* **EXERCISE REQUIREMENTS**
Beginning with the line containing "Question. Indicate the wooden" and ending with the last line, repeat the records exactly.

[Data extracted from a collection]
* * * * * * * * *

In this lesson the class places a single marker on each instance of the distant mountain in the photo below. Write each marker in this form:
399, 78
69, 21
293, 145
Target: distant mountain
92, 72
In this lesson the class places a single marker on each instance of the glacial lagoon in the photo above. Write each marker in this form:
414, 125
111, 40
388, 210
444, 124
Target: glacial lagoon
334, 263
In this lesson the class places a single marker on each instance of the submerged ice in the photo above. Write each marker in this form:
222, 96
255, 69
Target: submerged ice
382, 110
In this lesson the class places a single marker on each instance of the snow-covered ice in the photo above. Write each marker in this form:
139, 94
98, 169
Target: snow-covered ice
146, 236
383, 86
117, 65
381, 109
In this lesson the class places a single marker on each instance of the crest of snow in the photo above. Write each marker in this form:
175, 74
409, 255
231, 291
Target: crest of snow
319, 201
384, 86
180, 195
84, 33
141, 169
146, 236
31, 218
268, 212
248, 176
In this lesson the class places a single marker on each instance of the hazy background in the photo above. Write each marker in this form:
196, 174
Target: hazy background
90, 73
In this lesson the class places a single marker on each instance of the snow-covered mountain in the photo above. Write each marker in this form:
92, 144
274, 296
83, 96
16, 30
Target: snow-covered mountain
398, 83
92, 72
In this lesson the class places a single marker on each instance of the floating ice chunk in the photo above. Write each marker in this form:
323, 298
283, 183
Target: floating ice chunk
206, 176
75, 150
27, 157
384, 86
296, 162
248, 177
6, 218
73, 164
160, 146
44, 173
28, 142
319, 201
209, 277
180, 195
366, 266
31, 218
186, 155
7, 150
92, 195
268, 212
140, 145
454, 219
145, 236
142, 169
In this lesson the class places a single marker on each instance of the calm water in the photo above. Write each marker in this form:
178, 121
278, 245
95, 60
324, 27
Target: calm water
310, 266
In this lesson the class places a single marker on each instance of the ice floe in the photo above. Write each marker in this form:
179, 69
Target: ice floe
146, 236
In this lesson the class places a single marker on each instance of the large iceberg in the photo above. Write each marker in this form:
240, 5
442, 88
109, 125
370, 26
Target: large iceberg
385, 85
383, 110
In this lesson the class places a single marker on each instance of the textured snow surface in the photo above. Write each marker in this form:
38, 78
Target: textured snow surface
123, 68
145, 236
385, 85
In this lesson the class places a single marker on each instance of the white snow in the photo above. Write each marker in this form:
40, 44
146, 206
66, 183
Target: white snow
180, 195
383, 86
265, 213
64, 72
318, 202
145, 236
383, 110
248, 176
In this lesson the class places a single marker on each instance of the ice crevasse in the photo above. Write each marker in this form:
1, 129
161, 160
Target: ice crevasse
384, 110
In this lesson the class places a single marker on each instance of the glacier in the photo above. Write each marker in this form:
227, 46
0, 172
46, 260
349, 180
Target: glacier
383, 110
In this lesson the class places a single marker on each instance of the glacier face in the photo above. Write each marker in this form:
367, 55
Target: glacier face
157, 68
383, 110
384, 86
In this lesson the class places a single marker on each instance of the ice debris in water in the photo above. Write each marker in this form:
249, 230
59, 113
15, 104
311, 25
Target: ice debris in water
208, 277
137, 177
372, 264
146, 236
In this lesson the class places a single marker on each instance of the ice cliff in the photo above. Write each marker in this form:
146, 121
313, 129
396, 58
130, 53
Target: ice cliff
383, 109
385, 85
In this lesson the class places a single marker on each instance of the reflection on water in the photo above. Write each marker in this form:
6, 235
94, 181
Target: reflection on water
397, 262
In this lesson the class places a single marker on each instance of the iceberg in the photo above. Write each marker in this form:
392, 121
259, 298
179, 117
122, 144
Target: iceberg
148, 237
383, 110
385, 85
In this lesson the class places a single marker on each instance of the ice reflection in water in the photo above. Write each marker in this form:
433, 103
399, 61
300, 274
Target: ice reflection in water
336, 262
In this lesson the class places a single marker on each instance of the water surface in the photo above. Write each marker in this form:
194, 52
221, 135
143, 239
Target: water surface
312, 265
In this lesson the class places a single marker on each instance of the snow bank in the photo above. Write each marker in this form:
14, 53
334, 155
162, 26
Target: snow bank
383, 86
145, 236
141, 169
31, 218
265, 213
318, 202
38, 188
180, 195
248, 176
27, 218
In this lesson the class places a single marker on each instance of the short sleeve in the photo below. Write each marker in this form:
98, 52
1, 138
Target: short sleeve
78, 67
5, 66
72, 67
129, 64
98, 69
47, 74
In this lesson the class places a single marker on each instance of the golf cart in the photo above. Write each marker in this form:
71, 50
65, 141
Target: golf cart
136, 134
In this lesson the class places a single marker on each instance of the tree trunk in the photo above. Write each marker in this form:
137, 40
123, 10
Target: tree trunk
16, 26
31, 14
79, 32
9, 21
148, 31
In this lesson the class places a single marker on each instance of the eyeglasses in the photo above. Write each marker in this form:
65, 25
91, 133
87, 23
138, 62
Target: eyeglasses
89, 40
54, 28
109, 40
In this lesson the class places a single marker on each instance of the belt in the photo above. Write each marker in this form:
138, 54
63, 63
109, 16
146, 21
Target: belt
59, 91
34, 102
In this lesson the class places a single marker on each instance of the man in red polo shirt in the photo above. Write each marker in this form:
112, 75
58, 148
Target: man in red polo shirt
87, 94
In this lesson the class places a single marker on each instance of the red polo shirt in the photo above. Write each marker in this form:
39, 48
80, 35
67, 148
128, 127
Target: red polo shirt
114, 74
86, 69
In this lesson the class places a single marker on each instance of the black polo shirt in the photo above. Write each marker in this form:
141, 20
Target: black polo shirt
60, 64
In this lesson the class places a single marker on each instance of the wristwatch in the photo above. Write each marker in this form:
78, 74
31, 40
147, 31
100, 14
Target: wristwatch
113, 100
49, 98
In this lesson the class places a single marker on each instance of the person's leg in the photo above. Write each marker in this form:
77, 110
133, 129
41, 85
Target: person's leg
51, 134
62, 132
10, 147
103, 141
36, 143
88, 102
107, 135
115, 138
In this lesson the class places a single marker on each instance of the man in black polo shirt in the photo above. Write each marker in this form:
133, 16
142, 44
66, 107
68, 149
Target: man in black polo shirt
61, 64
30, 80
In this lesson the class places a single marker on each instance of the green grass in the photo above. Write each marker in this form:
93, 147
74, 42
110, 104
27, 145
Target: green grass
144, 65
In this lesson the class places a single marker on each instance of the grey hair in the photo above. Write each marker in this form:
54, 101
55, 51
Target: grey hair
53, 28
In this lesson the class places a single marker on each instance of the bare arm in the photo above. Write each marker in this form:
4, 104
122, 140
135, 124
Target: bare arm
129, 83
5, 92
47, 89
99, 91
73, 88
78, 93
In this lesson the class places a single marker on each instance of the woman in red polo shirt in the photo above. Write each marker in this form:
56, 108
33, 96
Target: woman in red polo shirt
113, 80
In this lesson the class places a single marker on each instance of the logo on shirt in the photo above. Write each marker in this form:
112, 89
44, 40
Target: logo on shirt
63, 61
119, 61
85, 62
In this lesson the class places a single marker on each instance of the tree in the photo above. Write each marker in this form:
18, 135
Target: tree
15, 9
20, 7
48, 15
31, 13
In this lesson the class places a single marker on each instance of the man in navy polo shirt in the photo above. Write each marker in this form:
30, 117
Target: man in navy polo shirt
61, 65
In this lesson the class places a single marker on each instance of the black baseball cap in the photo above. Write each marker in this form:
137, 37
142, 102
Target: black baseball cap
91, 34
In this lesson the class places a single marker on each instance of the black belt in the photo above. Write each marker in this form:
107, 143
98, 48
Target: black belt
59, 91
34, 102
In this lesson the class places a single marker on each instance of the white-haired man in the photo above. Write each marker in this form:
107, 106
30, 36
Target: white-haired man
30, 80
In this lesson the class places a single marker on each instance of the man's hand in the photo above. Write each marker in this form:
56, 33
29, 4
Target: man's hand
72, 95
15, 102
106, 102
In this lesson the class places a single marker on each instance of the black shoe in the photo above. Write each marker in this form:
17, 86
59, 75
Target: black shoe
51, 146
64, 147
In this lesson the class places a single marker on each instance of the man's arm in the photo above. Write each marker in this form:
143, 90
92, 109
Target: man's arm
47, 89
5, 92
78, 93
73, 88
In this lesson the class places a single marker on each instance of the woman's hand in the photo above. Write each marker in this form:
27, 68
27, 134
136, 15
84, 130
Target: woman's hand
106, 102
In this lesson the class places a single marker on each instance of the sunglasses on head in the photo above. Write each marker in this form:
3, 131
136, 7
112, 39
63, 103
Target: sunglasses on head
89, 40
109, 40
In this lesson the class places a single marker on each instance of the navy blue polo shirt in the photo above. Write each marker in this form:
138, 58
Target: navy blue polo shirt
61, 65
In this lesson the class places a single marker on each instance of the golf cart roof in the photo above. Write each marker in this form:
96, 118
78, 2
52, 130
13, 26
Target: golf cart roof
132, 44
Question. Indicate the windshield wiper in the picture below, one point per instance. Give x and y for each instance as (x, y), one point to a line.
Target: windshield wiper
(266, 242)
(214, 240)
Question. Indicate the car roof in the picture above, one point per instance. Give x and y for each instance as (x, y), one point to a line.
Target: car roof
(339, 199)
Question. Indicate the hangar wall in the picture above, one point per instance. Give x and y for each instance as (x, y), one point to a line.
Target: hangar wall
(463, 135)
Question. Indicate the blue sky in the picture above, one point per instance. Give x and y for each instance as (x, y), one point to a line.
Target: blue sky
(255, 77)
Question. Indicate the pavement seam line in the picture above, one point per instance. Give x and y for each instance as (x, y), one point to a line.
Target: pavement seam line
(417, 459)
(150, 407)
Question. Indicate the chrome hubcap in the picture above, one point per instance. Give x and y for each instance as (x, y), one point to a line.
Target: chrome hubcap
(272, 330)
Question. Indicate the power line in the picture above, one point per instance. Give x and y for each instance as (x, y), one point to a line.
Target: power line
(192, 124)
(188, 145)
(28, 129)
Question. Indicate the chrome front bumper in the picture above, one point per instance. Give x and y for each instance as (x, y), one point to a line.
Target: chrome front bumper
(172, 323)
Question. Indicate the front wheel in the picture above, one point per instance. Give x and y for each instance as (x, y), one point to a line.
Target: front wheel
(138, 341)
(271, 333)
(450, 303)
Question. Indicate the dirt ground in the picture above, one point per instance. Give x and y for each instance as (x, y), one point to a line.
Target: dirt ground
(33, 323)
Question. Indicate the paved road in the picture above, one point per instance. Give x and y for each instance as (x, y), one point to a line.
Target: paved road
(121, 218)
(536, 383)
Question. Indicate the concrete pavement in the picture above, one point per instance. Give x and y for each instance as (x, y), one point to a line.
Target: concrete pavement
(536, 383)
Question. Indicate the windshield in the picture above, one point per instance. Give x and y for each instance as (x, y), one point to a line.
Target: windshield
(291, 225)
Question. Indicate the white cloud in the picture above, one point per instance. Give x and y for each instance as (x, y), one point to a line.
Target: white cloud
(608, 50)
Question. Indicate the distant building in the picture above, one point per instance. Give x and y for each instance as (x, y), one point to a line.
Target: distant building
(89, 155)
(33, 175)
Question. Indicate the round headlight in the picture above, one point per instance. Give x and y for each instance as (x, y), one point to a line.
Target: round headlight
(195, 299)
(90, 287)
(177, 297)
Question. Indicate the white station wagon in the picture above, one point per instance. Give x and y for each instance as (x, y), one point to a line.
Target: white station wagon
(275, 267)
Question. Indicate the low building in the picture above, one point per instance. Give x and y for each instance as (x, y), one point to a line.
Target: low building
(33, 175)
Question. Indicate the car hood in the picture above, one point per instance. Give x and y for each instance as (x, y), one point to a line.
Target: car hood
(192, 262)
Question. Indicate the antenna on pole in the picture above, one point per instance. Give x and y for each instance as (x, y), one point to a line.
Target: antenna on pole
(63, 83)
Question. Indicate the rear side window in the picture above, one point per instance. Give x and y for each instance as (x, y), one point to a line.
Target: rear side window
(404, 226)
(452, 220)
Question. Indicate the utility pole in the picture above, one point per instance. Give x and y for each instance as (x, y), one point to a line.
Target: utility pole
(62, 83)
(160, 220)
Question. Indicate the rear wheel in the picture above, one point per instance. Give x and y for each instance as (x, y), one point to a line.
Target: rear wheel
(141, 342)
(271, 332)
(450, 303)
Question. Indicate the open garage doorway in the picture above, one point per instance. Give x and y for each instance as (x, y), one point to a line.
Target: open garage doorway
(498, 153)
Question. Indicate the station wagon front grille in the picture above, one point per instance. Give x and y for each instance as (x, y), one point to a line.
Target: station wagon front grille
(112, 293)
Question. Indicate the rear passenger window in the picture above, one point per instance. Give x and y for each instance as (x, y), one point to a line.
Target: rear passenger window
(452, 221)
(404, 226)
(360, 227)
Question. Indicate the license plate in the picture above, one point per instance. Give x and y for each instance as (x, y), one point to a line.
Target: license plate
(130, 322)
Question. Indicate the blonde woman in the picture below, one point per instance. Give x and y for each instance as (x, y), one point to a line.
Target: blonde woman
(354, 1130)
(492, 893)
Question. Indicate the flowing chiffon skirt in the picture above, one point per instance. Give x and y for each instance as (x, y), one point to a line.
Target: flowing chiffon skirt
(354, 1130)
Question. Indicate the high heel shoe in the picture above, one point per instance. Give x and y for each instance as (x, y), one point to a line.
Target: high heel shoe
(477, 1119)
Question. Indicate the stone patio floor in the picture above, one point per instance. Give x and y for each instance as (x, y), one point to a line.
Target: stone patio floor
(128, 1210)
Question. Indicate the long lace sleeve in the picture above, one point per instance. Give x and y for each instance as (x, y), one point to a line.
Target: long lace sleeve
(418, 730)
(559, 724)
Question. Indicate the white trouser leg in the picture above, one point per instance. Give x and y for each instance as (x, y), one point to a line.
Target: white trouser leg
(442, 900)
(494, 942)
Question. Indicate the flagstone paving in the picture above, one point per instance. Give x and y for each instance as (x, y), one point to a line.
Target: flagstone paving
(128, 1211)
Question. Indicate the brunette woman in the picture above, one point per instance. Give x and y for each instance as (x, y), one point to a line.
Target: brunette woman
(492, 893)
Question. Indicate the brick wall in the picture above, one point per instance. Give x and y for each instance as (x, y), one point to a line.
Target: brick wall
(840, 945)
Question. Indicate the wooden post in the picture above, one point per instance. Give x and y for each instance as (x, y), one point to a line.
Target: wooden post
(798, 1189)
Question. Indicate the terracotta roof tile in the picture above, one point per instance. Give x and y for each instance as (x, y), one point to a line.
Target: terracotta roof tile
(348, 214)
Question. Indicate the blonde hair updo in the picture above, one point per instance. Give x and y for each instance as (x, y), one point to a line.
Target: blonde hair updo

* * * * * * * * *

* **THE RESPONSE**
Question. Indicate the wooden post in the picture above, one point per instance. Give x and y for each instance as (x, y), one point to a line.
Target: wooden post
(798, 1189)
Question. Indicate the terracotta roof tile in the picture above, one point per instance. Give x and y for each instance as (x, y), one point to a line.
Target: terracotta roof tile
(348, 214)
Question. Indicate the blonde hair updo in the picture above, one point per instance. Give x and y for each instance as (x, y), one point to a line.
Target: blonde hair updo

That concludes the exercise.